---------- Metin bölümü
Avustralya Açık’ta final günleri yaklaştıkça Z Kuşağı gençler ve sürpriz oyuncular yavaş yavaş ortadan kaybolmaya başladı, sahne ise çoğunlukla olduğu gibi şampiyonluk için olağan şüpheli isimlere kaldı. Yarı final tablosu erkeklerde Djokovic-Sinner-Zverev ve Ben Shelton; kadınlarda ise Sabalenka-Swiatek-Badosa ve Madison Keys olarak şekillendi, tablodaki isimlerin genel anlamda tahmin edilen ve kimsenin itirazı olmayacak oyuncular olduğu söyleyebiliriz. Buradan erkeklerde Jannik Sinner – Alexander Zverev, kadınlarda ise Aryna Sabalenka – Madison Keys finalleri çıktı, bu finaller sonucunda ise Madison Keys ve Jannik Sinner Avustralya Açık şampiyonları oldular.
Sabalenka & Zverev
Oyuncuların hepsi çok kıymetli özellikle şampiyon isimler çok özel ama söze öncelikle buralara yıllar içinde aynı yollardan geçerek gelen finalistler Sabalenka ve Zverev ile başlamak gerekiyor. Ayna Sabalenka ilk olarak parlamaya başladığı 2017 yılından itibaren kendisinden beklenti çok büyüktü, kadınlar tenisinde en büyük farkı yaratabilecek büyük bir servisi ve vuruş gücü vardı. İlk yıllarda Belaruslu oyuncu aslında beklentileri belirli bir ölçüde karşıladı, masters turnuvaları kazandı, finaller oynadı ancak özellikle grand slam turnuvalarındaki performansı ve bir türlü 3.turun ötesini görememesi çok eleştirildi. Gücünü ve oyununu kontrol edemeyen, maçların içinde özellikle mental olarak kolay kırılarak kazanacağı maçları da kaybeden, aynı oyun içerisinde 2 ace ve 2 çift hata üretebilen bir oyuncu olarak onun bu zaafları özellikle Avustralya Açık veya Wimbledon gibi grand slam turnuvalarında Sabalenka’yı üst turlardan hep uzak tuttu.
Daha sonra sürpriz bir kararla antrenör ve psikolog ekibi ile yolları ayırıp yalnız kalmayı tercih etti çünkü ona göre sorunu zihinseldi ve bunu ancak kendisi çözebilirdi. Bu çözüm yolu işe yaradı ve ortaya bugünkü yeni sürüm Sabalenka çıktı. En büyük zaafiyeti olan “kırılganlık “ problemini ortadan kaldıran Sabalenka artık müthiş servisi ve daha da çeşitlendirdiği güçlü vuruşları ile rakiplerine kortları dar ediyor, 2023 ve 2024 yıllarında 2 Avustralya Açık şampiyonluğu kazanarak üzerindeki grand slam baskısını da tamamen ortadan kaldırdı. Belaruslu oyuncu istediği noktaya 3-4 sene gecikmeli de olsa gelmiş gibi görünüyor.
--------------------
§ **Verilen görev**: Avustralya Açık yazısında "Daha sonra sürpriz" ile "gelmiş gibi görünüyor." arasındaki bölümü, iki ifade de dahil olmak üzere harfi harfine yazın. Ardından gelen materyal, Avustralya Açık yazısından ayrı ve bağımsızdır.
---------- Verilen kayıtlar
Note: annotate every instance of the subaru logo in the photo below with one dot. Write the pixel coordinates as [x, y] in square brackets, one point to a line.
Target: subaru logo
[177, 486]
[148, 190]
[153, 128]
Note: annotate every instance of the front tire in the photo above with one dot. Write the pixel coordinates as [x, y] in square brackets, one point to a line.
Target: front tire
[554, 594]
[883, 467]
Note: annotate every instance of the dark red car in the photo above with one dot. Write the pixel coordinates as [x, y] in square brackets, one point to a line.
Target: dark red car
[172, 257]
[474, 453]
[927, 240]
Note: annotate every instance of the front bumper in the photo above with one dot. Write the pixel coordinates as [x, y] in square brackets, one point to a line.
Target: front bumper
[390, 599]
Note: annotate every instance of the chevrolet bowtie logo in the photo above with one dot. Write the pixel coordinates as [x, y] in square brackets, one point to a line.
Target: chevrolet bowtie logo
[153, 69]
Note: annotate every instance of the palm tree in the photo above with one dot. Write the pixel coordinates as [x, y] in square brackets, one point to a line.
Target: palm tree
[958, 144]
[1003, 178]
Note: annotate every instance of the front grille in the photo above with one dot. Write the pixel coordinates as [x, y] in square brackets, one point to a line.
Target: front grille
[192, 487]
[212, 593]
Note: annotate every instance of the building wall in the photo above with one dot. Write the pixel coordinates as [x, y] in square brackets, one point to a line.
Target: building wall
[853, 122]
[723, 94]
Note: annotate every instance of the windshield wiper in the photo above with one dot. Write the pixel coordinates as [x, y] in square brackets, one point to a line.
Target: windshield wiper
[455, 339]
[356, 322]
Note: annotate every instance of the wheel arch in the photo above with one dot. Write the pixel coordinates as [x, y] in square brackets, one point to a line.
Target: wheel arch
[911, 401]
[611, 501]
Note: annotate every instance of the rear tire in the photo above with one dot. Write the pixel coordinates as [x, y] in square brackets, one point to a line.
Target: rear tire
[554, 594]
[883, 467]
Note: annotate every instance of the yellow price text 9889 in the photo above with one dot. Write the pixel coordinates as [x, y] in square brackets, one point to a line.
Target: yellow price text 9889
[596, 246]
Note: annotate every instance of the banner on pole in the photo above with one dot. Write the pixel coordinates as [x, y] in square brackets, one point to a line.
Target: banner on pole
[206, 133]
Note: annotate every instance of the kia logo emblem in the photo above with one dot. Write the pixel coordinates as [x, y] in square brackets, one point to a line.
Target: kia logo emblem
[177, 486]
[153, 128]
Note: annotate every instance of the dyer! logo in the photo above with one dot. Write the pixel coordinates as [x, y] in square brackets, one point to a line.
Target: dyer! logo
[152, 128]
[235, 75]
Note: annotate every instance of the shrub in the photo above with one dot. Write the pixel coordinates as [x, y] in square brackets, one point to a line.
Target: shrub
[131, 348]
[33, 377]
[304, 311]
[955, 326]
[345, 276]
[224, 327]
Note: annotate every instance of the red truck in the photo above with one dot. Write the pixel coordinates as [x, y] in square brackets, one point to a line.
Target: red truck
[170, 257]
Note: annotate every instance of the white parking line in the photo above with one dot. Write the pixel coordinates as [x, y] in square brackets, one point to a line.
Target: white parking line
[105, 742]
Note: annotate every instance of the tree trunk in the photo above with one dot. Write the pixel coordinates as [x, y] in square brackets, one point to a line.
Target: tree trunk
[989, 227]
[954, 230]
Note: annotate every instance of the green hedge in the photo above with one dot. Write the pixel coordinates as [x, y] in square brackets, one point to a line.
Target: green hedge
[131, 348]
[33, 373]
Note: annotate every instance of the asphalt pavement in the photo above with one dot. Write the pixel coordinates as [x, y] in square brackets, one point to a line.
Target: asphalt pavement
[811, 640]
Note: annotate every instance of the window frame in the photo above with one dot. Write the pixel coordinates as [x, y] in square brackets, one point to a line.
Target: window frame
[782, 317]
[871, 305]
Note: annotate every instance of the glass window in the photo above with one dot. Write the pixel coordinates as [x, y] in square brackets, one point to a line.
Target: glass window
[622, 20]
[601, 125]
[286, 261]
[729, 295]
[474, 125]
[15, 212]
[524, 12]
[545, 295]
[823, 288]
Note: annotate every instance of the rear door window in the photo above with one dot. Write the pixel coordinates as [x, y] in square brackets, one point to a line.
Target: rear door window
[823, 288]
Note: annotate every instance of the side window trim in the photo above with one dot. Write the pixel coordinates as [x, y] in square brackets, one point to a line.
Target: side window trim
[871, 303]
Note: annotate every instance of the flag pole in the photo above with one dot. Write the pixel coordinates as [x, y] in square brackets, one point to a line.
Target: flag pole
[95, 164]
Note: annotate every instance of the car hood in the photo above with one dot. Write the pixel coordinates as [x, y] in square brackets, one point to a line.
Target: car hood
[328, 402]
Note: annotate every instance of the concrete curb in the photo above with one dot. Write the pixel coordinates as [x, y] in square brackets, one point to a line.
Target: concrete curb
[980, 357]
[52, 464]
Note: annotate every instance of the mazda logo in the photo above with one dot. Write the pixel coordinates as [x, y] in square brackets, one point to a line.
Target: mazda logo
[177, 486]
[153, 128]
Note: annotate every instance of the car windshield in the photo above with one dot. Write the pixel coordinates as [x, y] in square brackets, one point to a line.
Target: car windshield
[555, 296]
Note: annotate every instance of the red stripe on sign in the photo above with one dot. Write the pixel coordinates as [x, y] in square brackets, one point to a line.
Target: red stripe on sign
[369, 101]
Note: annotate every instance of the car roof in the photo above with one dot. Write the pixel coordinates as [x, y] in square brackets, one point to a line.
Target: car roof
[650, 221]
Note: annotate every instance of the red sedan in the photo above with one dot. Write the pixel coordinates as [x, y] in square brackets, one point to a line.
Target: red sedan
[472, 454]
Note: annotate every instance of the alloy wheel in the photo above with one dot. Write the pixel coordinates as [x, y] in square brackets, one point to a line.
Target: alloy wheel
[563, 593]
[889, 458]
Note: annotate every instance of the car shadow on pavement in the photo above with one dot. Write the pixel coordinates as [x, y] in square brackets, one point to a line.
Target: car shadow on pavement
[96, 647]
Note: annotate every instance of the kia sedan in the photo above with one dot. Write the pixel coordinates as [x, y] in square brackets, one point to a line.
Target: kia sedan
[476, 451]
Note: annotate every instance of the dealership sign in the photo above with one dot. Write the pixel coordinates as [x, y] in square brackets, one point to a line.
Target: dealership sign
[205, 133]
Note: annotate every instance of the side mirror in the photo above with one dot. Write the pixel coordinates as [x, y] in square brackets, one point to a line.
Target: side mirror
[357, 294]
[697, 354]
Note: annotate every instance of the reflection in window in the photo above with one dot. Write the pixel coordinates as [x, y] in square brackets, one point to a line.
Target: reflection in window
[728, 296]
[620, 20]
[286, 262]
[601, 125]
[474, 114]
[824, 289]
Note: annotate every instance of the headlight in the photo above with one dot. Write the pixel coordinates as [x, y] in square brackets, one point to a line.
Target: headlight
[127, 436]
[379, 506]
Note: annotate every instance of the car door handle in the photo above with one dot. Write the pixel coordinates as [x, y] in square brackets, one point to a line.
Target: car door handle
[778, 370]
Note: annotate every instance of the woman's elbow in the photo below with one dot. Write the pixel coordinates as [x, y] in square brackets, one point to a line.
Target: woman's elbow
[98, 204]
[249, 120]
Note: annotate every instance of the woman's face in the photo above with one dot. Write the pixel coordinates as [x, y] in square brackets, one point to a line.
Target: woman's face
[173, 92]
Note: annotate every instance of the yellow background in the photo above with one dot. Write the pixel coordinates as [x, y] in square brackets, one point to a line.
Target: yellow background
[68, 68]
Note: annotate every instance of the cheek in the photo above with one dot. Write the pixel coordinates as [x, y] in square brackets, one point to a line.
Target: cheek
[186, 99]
--------------------
§ **Çözüm aşağıda**:
Daha sonra sürpriz bir kararla antrenör ve psikolog ekibi ile yolları ayırıp yalnız kalmayı tercih etti çünkü ona göre sorunu zihinseldi ve bunu ancak kendisi çözebilirdi. Bu çözüm yolu işe yaradı ve ortaya bugünkü yeni sürüm Sabalenka çıktı. En büyük zaafiyeti olan “kırılganlık “ problemini ortadan kaldıran Sabalenka artık müthiş servisi ve daha da çeşitlendirdiği güçlü vuruşları ile rakiplerine kortları dar ediyor, 2023 ve 2024 yıllarında 2 Avustralya Açık şampiyonluğu kazanarak üzerindeki grand slam baskısını da tamamen ortadan kaldırdı. Belaruslu oyuncu istediği noktaya 3-4 sene gecikmeli de olsa gelmiş gibi görünüyor.